| DATA FOR THIS EXERCISE |
-- begin --

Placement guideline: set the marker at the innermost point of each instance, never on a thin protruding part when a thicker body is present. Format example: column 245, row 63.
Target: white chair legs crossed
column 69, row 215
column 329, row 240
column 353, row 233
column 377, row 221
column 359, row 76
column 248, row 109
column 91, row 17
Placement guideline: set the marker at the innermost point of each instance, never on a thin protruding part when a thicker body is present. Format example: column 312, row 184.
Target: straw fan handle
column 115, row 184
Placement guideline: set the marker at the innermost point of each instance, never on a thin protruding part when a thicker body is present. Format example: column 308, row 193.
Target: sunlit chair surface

-- end --
-- begin --

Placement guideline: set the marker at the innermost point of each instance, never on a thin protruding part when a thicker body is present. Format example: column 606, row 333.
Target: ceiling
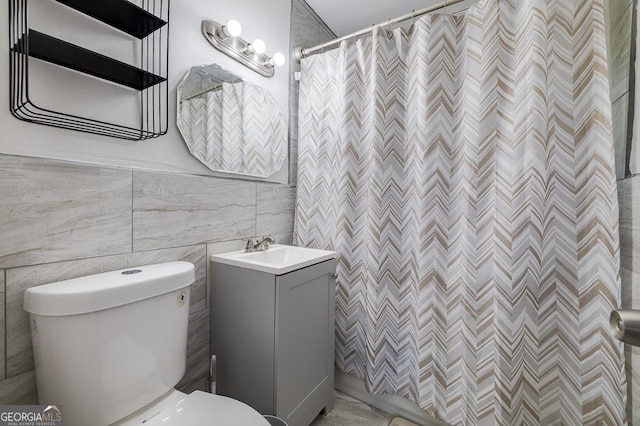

-- end --

| WRITTEN PROBLEM |
Rewrite only the part that opens with the line containing "308, row 193." and closes with the line containing "Target: sunlit chair surface", swapping "sunlit" for "shaded" and keeping everything else the same.

| RESPONSE FOR THIS EXERCISE |
Placement guideline: set the marker at the innermost point of each instance, never on a thin protruding part when a thicker body is present. Format example: column 308, row 193.
Target: shaded chair surface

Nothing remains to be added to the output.